___ PASSAGE PROVIDED
Defendant does not state how the letter was sent to Plaintiff (e.g., via mail, e-mail, a healthcare portal, or some other method) or when. Plaintiffs state in their Opposition that Defendant purportedly sent this letter “by regular mail” on August 19, 2021, one day before Bonelli's scheduled surgery with Dr. Hartl, but that they did not receive this letter before the surgery was performed. (ECF No. 55 at 2.) However, these facts are not alleged in the SAC, and the Court is “bound by the allegations in the [c]omplaint” at the motion to dismiss stage. See Hartford Fire Ins. Co. v. Dynamic Worldwide Logistics, Inc., Civ. A. No. 17-00553, 2017 WL 3868702, at *2 (D.N.J. Sept. 5, 2017).

B. Procedural History

On August 29, 2022, Plaintiffs filed a Complaint against Defendant in the Superior Court of New Jersey, Hudson County, Law Division, captioned Marco Pallazi and Pierangela Bonelli v. Cigna Health and Life Insurance Co., No. HUD-L-2857-22 (the “State Court Action”). (ECF No. 1-1.) In the Complaint, Plaintiffs assert the following four causes of action-“Breach of Implied Contract” (Count I); “Breach of the Covenant of Good Faith & Fair Dealing” (Count II); “Promissory Estoppel” (Count III); and “Negligent Misrepresentation” (Count IV). (See id.) On October 26, 2022, Defendant filed a Notice of Removal, removing the State Court Action to this Court on the basis of both diversity jurisdiction pursuant to 28 U.S.C. § 1332 and federal question jurisdiction pursuant to 28 U.S.C. § 1331. (ECF No. 1.) Defendant states the Notice of Removal was timely filed within thirty days of service. (Id. at 7-8.) On December 28, 2022, Plaintiffs filed the FAC asserting the same four causes of action alleged in the original complaint and alleging two additional causes of action-“Failure to Make Payments Pursuant to Member's Plan Under 29 U.S.C. § 1132(a)(1)(B)” (Count V) and “Breach of Fiduciary Duty and Co-Fiduciary Duty Under 29 U.S.C. § 1132(a)(3), 29 U.S.C. § 1104(a)(1) and 29 U.S.C. § 1105(a)” (Count VI)-both Employee Retirement Income Security Act (“ERISA”) claims. (ECF No. 10.)

Plaintiffs also named “John or Jane Doe 1 through 100,” “XYZ Corporations 1 through 100,” and “ABC Entities 1 through 100,” as fictitious individual and corporate defendants in the Complaint. (ECF No. 1-1.)
______
___ DATA SUPPLIED
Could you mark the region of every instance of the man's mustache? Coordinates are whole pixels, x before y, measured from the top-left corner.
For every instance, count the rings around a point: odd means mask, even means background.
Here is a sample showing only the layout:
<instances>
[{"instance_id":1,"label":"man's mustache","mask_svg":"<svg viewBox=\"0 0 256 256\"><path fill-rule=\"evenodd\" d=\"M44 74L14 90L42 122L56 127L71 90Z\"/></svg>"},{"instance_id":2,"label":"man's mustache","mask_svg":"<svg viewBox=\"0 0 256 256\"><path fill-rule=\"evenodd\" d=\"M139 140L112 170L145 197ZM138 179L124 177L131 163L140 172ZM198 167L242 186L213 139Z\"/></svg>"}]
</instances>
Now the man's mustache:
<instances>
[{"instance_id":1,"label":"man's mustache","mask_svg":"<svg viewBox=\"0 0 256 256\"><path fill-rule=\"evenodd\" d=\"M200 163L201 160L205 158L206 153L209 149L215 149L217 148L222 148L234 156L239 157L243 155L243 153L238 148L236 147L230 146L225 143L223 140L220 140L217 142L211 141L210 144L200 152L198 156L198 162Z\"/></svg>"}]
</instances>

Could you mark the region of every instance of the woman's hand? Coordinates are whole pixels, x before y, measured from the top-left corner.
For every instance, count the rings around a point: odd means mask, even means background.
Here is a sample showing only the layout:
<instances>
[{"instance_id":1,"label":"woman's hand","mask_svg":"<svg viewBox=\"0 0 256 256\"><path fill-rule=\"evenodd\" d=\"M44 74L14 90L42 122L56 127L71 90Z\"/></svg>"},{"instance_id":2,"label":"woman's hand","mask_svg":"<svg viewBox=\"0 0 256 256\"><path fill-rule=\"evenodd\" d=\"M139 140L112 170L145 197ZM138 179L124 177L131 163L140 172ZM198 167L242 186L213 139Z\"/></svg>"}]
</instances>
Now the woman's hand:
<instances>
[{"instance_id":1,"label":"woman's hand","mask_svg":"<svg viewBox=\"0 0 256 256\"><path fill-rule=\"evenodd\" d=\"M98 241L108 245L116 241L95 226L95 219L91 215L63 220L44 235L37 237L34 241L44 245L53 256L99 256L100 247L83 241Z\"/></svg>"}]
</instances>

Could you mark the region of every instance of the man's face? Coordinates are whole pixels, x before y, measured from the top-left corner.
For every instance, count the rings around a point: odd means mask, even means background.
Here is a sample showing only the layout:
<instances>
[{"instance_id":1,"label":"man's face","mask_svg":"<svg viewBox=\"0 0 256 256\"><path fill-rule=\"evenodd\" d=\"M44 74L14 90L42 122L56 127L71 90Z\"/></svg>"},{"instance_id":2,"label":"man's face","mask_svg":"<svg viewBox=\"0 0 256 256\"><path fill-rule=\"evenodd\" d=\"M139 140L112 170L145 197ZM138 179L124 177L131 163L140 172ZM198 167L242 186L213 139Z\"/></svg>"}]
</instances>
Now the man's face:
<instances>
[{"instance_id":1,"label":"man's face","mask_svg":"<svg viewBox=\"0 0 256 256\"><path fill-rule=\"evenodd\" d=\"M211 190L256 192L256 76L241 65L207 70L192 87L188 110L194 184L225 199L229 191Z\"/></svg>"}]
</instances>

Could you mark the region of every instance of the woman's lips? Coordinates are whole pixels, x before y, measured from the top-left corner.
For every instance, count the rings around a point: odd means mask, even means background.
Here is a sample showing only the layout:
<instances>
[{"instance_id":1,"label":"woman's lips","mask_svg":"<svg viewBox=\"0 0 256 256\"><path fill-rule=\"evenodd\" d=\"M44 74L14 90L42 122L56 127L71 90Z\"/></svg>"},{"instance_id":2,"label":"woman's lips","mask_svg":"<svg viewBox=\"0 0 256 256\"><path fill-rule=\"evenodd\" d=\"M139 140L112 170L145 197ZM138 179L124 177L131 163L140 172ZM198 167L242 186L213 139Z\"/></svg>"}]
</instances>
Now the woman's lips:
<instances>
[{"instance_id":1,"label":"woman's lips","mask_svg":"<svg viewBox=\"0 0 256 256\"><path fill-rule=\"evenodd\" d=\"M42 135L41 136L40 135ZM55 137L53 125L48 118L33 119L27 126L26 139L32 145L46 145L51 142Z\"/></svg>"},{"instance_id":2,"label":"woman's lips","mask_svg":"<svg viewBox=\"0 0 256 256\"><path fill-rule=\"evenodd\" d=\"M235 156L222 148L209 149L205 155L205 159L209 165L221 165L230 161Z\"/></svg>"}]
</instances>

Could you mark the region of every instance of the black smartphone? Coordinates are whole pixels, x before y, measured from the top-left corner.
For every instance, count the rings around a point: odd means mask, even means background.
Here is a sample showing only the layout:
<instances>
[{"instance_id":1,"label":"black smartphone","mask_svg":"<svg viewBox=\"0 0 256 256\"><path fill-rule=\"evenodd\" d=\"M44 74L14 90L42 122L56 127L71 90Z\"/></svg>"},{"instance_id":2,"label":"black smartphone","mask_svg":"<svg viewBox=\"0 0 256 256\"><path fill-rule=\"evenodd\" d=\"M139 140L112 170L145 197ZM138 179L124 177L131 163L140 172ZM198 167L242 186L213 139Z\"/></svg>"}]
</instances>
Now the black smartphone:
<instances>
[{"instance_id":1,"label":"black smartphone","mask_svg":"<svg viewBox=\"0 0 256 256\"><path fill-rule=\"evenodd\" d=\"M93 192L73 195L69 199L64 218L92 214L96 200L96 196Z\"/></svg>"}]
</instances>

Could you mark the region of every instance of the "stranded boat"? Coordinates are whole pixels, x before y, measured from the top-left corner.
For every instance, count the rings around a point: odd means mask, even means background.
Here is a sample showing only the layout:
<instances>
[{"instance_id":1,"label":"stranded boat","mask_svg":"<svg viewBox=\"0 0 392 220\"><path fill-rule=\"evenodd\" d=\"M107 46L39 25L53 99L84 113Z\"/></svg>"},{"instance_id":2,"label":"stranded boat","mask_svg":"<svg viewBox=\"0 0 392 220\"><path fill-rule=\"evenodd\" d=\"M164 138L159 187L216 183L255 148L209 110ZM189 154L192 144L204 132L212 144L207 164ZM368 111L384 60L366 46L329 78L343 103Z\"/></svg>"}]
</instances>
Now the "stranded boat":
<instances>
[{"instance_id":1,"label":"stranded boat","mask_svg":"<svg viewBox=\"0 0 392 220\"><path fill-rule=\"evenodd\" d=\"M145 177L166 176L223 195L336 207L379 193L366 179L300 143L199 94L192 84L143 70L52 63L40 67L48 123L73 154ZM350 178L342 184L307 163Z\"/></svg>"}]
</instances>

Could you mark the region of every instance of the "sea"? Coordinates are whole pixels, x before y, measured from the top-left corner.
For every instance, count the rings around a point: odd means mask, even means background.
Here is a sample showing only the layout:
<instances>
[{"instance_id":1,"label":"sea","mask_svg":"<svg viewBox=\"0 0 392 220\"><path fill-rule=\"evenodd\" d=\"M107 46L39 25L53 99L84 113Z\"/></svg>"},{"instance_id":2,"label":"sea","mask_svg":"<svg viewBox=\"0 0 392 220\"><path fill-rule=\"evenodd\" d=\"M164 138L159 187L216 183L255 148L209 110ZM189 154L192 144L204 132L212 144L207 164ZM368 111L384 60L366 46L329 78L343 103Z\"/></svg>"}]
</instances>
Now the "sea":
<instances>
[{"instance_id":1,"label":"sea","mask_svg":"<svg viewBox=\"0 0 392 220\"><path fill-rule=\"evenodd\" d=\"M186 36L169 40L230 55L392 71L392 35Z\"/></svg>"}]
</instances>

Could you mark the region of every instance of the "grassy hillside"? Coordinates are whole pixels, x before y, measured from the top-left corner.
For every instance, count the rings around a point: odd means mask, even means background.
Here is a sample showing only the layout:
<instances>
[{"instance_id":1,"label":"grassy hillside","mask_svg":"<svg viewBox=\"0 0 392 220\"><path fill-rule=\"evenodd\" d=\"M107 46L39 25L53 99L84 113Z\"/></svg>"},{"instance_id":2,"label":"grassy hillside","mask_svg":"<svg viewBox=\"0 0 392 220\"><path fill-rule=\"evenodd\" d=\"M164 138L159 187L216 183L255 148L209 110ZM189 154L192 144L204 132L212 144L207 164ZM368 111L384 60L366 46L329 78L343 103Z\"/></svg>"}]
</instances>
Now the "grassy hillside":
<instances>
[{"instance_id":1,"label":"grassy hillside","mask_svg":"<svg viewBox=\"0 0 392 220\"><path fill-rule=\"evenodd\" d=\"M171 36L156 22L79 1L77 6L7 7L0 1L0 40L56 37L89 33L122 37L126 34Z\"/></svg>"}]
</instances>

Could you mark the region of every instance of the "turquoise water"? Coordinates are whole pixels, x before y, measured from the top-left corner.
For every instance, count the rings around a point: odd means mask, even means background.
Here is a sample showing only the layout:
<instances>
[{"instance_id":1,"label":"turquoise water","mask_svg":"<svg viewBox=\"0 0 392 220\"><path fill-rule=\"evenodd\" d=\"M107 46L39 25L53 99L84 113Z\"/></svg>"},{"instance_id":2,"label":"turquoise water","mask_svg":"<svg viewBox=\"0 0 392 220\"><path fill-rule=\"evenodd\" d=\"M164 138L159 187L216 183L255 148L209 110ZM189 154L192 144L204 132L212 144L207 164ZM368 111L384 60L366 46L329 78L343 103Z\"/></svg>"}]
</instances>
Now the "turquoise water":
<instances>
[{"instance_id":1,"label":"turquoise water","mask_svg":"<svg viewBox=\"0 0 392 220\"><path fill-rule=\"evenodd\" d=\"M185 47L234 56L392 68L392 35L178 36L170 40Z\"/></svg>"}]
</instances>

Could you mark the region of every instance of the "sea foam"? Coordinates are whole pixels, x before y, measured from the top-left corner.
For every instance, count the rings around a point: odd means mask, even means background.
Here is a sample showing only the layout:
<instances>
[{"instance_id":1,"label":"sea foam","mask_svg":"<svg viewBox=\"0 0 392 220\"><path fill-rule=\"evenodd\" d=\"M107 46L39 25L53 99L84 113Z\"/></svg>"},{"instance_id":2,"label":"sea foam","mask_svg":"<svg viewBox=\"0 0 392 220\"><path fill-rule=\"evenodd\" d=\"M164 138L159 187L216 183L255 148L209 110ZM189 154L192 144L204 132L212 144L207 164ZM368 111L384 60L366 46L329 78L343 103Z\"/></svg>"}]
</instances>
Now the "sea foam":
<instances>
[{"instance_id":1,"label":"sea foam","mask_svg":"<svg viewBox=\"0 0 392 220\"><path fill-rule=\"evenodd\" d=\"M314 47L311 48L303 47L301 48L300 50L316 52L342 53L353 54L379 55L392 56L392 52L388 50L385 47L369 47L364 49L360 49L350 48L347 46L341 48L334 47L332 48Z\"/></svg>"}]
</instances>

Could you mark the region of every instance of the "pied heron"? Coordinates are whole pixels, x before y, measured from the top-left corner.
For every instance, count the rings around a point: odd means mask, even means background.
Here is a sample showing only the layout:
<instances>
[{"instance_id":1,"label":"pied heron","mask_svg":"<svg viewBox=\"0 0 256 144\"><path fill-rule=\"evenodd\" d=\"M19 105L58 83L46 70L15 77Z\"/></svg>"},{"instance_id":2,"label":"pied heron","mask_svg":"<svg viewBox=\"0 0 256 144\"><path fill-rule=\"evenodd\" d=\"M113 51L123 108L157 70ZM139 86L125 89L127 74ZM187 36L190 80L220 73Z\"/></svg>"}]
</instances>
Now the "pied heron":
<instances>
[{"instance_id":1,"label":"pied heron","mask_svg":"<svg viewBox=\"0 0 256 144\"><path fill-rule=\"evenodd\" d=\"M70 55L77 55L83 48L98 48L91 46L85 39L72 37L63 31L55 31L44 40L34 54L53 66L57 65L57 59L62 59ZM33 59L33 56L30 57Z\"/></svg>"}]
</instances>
______
=== ASSIGNED TASK 1 ===
List every cause of action, with its count number, that the Pallazi v. Cigna opinion excerpt says Plaintiffs asserted across the Complaint and the FAC.
=== ASSIGNED TASK 2 ===
Write out the Pallazi v. Cigna opinion excerpt word for word, from "Plaintiffs also named" up to and including "Complaint. (ECF No. 1-1.)".
=== ASSIGNED TASK 3 ===
Extend the Pallazi v. Cigna opinion excerpt, picking up after its final sentence.

=== ANSWER SPACE 1 ===
- Count I: "Breach of Implied Contract"
- Count II: "Breach of the Covenant of Good Faith & Fair Dealing"
- Count III: "Promissory Estoppel"
- Count IV: "Negligent Misrepresentation"
- Count V: "Failure to Make Payments Pursuant to Member's Plan Under 29 U.S.C. § 1132(a)(1)(B)"
- Count VI: "Breach of Fiduciary Duty and Co-Fiduciary Duty Under 29 U.S.C. § 1132(a)(3), 29 U.S.C. § 1104(a)(1) and 29 U.S.C. § 1105(a)"

=== ANSWER SPACE 2 ===
Plaintiffs also named “John or Jane Doe 1 through 100,” “XYZ Corporations 1 through 100,” and “ABC Entities 1 through 100,” as fictitious individual and corporate defendants in the Complaint. (ECF No. 1-1.)

=== ANSWER SPACE 3 ===
On January 31, 2023, Defendant filed a motion to dismiss Plaintiffs' FAC. (ECF No. 14.) On August 25, 2023, The Honorable John Michael Vazquez, U.S.D.J. (ret.), granted Defendant's motion to dismiss the FAC, finding: (1) Plaintiffs' state law claims (Counts I through IV) were preempted under Sections 502(a) and 514(a) of ERISA, which Plaintiffs conceded; (2) Plaintiffs failed to sufficiently plead a claim under ERISA for unpaid benefits (Count V); and (3) Plaintiffs' ERISA claim for breach of fiduciary duty (Count VI) was duplicative of its ERISA claim for unpaid benefits. (ECF Nos. 35, 36.) Judge Vazquez cautioned Plaintiffs that if they filed an amended pleading, they would “need to sufficiently articulate how and why [the ‘Medical Management Program'] provision entitles them to compensation under the Plan.” (ECF No. 35 at 7 n.11.)

On September 14, 2023, this action was reassigned to the undersigned from Judge Vazquez. (ECF No. 40.) On September 21, 2023, Plaintiffs filed the SAC under seal asserting one cause of action: “Failure to Make Payments Pursuant to Member's Plan Under 29 U.S.C. § 1132(a)(1)(B)” (Count I). (ECF No. 41.) On October 19, 2023, Defendant filed a Motion to Dismiss the SAC, pursuant to Rule 12(b)(6), for failure to state a claim. (ECF No. 47.) On November 27, 2023, Plaintiffs filed an Opposition (ECF No. 55), and on December 1, 2023, Defendant filed a Reply (ECF No. 56).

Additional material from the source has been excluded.